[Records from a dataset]
========

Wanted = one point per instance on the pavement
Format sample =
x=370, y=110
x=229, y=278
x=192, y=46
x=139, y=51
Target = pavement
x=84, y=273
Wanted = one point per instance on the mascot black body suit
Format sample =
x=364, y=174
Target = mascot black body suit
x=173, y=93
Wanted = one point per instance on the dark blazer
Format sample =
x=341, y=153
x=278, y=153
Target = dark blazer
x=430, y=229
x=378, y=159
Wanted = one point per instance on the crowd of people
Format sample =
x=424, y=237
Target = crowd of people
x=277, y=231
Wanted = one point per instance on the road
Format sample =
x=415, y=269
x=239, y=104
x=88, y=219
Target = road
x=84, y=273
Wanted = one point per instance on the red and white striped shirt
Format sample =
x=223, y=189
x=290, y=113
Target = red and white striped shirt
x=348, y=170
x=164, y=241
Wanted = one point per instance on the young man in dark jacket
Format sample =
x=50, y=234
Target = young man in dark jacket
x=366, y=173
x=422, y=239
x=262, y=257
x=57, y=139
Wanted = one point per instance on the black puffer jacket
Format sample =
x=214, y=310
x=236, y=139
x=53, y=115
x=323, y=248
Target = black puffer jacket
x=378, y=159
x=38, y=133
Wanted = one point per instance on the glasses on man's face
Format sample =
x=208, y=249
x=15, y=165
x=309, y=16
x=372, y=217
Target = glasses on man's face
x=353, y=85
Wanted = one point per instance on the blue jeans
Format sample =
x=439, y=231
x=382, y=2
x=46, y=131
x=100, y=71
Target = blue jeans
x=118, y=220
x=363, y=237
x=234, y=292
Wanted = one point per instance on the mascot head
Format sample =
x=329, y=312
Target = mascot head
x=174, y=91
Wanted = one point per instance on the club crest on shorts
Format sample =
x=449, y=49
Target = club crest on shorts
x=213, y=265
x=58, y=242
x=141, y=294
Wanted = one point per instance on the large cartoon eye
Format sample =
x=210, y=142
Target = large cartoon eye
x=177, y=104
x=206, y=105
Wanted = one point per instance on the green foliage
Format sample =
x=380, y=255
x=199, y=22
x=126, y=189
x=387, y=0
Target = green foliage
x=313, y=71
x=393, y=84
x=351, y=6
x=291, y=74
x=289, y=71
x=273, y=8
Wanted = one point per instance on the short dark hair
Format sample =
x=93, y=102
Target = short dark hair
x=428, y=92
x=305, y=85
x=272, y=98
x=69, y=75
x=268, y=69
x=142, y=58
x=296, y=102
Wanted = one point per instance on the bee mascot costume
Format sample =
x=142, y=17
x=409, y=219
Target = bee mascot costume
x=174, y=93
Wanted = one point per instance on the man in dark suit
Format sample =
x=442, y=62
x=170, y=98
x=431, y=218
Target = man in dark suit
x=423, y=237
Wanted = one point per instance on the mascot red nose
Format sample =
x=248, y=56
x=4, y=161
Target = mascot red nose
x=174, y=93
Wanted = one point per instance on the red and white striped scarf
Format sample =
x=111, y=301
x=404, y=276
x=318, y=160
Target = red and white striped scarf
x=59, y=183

========

• **Task goal**
Transcribe every entry verbatim.

• **Exercise result**
Wanted = one point per instance on the pavement
Format sample =
x=370, y=110
x=229, y=278
x=192, y=46
x=139, y=51
Target = pavement
x=84, y=273
Wanted = one point per instance on the mascot black body suit
Format sample =
x=364, y=174
Target = mascot black body suit
x=173, y=93
Wanted = one point per instance on the dark blazer
Format sample =
x=341, y=153
x=278, y=153
Target = dark blazer
x=430, y=229
x=378, y=159
Wanted = one point per instance on the crowd of people
Format sample =
x=424, y=237
Target = crowd of people
x=277, y=231
Wanted = one point per instance on the road
Format sample =
x=415, y=269
x=239, y=104
x=88, y=219
Target = road
x=84, y=273
Wanted = one point per instance on the red and white striped shirt
Format sample =
x=223, y=189
x=290, y=113
Target = red and white striped shirt
x=348, y=170
x=164, y=241
Wanted = one point per instance on the young man in dark jacket
Format sample =
x=50, y=234
Target = young man in dark jacket
x=366, y=173
x=422, y=239
x=262, y=257
x=57, y=139
Wanted = one point per instance on the black puffer jacket
Format sample =
x=214, y=310
x=236, y=139
x=53, y=115
x=323, y=248
Target = black puffer jacket
x=378, y=159
x=38, y=133
Wanted = one point per instance on the glasses on man's face
Format sample =
x=208, y=249
x=15, y=165
x=309, y=16
x=372, y=217
Target = glasses on man's face
x=353, y=85
Wanted = one point per instance on the blue jeans
Format sample =
x=439, y=231
x=382, y=2
x=46, y=131
x=100, y=71
Target = blue jeans
x=118, y=220
x=363, y=237
x=234, y=292
Wanted = one point per instance on the mascot head
Format sample =
x=329, y=312
Target = mascot head
x=174, y=91
Wanted = one point per instance on the club crest on shorts
Format sample =
x=449, y=49
Target = club crest on shorts
x=213, y=265
x=58, y=242
x=141, y=294
Wanted = one point per instance on the large cartoon eye
Format sample =
x=210, y=142
Target = large cartoon eye
x=177, y=104
x=206, y=105
Wanted = one point per instance on the green foliage
Format sample =
x=380, y=255
x=199, y=22
x=126, y=189
x=387, y=0
Target = green foliage
x=313, y=71
x=393, y=84
x=351, y=6
x=291, y=74
x=289, y=71
x=273, y=8
Wanted = one point per instance on the short dark hair
Format sample =
x=93, y=102
Target = short dark hair
x=428, y=92
x=305, y=85
x=272, y=98
x=69, y=75
x=268, y=69
x=142, y=58
x=296, y=102
Wanted = one point per instance on the bee mascot costume
Format sample =
x=142, y=17
x=409, y=219
Target = bee mascot costume
x=174, y=93
Wanted = one point per instance on the man in dark suit
Format sample =
x=442, y=62
x=170, y=98
x=431, y=218
Target = man in dark suit
x=423, y=237
Wanted = one point per instance on the mascot red nose
Format sample =
x=248, y=56
x=4, y=161
Target = mascot red nose
x=174, y=93
Wanted = one point per instance on the red and white striped scarf
Format sample =
x=111, y=301
x=404, y=276
x=318, y=160
Target = red and white striped scarf
x=59, y=183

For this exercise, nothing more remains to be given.